#### Document excerpt ####

Yes, it takes a few more steps, but it’s still completely doable—and I’ll guide you through every part! From tips to keeping your puff pastry crisp to ensuring your custard is smooth and your ganache is foolproof, I’ll show you how to make this like a pro. Be sure to check out ALL my Success Tips below.
This cake is a springtime (and summer, fall, and winter, if I’m honest) must-have in our house, earning rave reviews every time I make it. My boys (including Mr. Fresh Cooky!) devour it, and I love how it’s an elegant, make-ahead dessert that’s perfect for gatherings or even a weeknight treat. Give this Chocolate Éclair Cake a try—you’ll never want to go back to shortcuts again! Plus, my version is a better choice compared to the instant vanilla pudding mix and whipped topping versions. But let’s be real—it’s still dessert 😜
And if you’re a fan of decadent, crowd-pleasing desserts, be sure to check out my Cream Puff Cake, which has similar rich flavors and creamy texture. For more chocolate goodness, you can’t go wrong with this Hot Cocoa Poke Cake—perfect for chocoholics! And try my Oreo Pudding Dessert, which is always a hit at potlucks and family gatherings.
Easy Chocolate Eclair Cake ingredients
- Puff Pastry: Pre-made frozen puff pastry sheets work beautifully here. Look for all-butter versions for the best flavor. Check out my tips for the best way to thaw puff pastry. Instead of making choux pastry like in a traditional chocolate eclair pastry, we’re using puff pastry.
- Egg Yolks: Use large eggs at room temperature for the smoothest custard. Save the egg whites for an egg white omelet or this delicious brownie brittle.
- Granulated Sugar: For a bit of sweetness.
- Cornstarch is the secret to a thick, sliceable custard that holds its shape.
- Kosher Salt: To balance out all the flavors!
- Whole Milk & Heavy Cream: This combination creates the perfect richness!
- Vanilla Extract: Pure vanilla extract provides the food flavor, but vanilla bean paste is an excellent choice if you have it on hand!
- Butter: For a rich, smooth custard. Use salted or unsalted butter.
- Semi-Sweet Chocolate Chips: Semi-sweet chocolate chips work well, but feel free to experiment with different chocolate varieties like milk chocolate or dark chocolate.
- Heavy Whipping Cream: Creates that perfect glossy finish and texture.
- Butter: To round out the flavors and make it extra smooth!
- Vanilla Extract: For an added boost of flavor.
- Salt: To balance everything out!
Get the full recipe in the recipe card below.
How to make Eclair Cake Recipe
Step 1 – Prepare the Puff Pastry
Preheat your oven to 400°F (205°C) and grease an 8×8-inch baking dish. Set aside.
Roll out one sheet of thawed puff pastry on parchment paper until it’s 2 inches larger than the baking dish. Place it on a baking sheet and prick the surface all over with a fork. See best ways to thaw puff pastry here.
Bake for 10 minutes. When it starts puffing up, remove it from the oven and place a second baking sheet directly on top to flatten it. Bake for another 10 minutes or until golden brown, for a total cook time of 20 minutes.
Repeat the process with the second sheet of puff pastry. Let both sheets cool completely, then trim them to fit snugly into the baking dish.

#### Entries shown ####

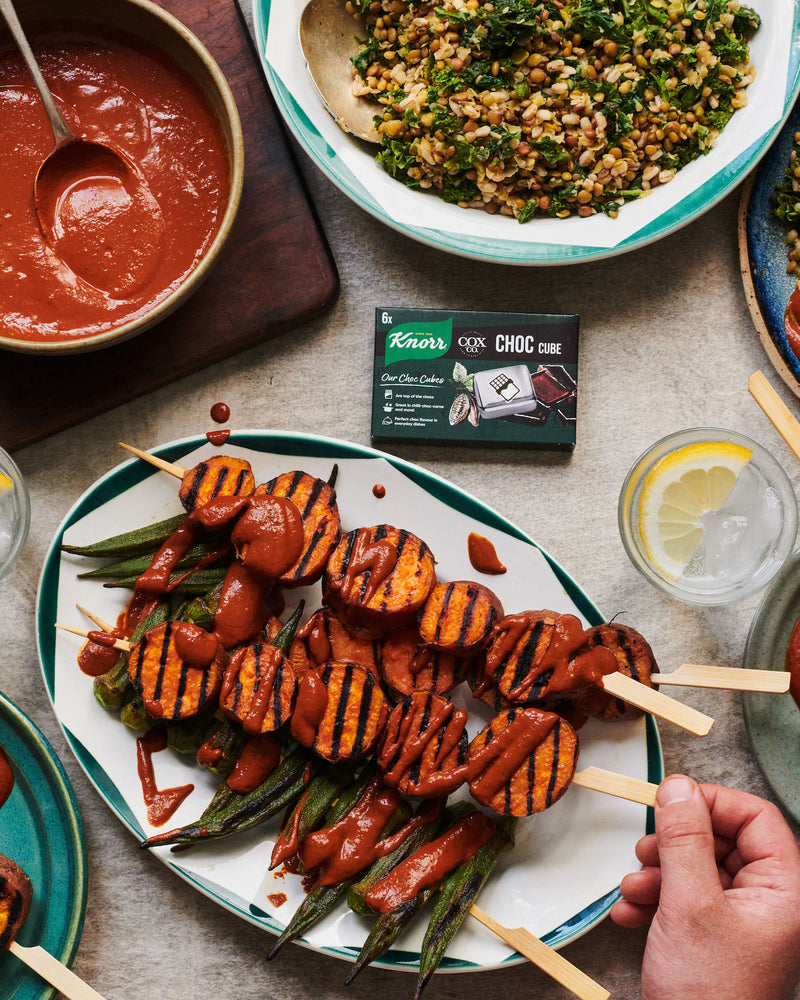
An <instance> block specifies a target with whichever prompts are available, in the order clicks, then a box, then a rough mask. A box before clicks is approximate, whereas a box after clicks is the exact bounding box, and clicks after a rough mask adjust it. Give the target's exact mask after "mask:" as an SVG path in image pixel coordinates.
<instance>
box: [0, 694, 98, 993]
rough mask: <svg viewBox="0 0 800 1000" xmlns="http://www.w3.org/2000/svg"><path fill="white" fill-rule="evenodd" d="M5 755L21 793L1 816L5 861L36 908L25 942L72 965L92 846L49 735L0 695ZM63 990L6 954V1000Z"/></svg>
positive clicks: (84, 896) (33, 910)
mask: <svg viewBox="0 0 800 1000" xmlns="http://www.w3.org/2000/svg"><path fill="white" fill-rule="evenodd" d="M0 747H2V748H3V750H4V751H5V753H6V756H7V757H8V758H9V760H10V761H11V765H12V768H13V770H14V790H13V791H12V793H11V796H10V797H9V799H8V800H7V801H6V803H5V805H4V806H3V808H2V809H0V854H3V855H5V856H6V857H8V858H11V859H12V861H16V863H17V864H18V865H19V866H20V867H21V868H22V869H23V870H24V871H26V872H27V873H28V875H29V876H30V880H31V882H32V883H33V902H32V904H31V910H30V913H29V914H28V918H27V920H26V921H25V924H24V925H23V927H22V930H21V931H20V933H19V936H18V938H17V940H18V941H19V943H20V944H22V945H27V946H32V945H41V946H42V947H43V948H44V949H45V951H49V952H50V954H51V955H55V957H56V958H57V959H59V960H60V961H61V962H64V963H65V964H66V965H70V964H71V963H72V959H73V958H74V956H75V952H76V951H77V949H78V942H79V941H80V938H81V930H82V928H83V915H84V911H85V910H86V845H85V843H84V839H83V827H82V825H81V820H80V816H79V814H78V807H77V804H76V802H75V799H74V797H73V794H72V789H71V788H70V785H69V781H68V780H67V776H66V774H64V769H63V768H62V767H61V764H60V762H59V760H58V758H57V757H56V755H55V752H54V751H53V748H52V747H51V746H50V744H49V743H48V742H47V740H46V739H45V737H44V736H43V735H42V733H41V732H40V731H39V730H38V729H37V728H36V726H35V725H34V724H33V723H32V722H31V721H30V719H28V718H27V717H26V716H25V715H23V713H22V712H21V711H20V710H19V709H18V708H17V706H16V705H14V703H13V702H11V701H9V699H8V698H6V697H5V696H4V695H2V694H0ZM55 994H56V990H55V989H54V988H53V987H52V986H48V984H47V983H45V981H44V980H43V979H40V978H39V976H37V975H36V973H35V972H32V971H31V970H30V969H28V967H27V966H26V965H24V964H23V963H22V962H20V961H19V959H17V958H15V957H14V956H13V955H10V954H8V952H4V953H3V954H0V1000H49V998H50V997H53V996H55Z"/></svg>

####

- _Task details_
In the chocolate éclair cake recipe, take the part that opens with the words "Get the full" and closes with "puff pastry here.", and write it out again with "baking pan" substituted for "baking dish".

- _Task output_
Get the full recipe in the recipe card below.
How to make Eclair Cake Recipe
Step 1 – Prepare the Puff Pastry
Preheat your oven to 400°F (205°C) and grease an 8×8-inch baking pan. Set aside.
Roll out one sheet of thawed puff pastry on parchment paper until it’s 2 inches larger than the baking pan. Place it on a baking sheet and prick the surface all over with a fork. See best ways to thaw puff pastry here.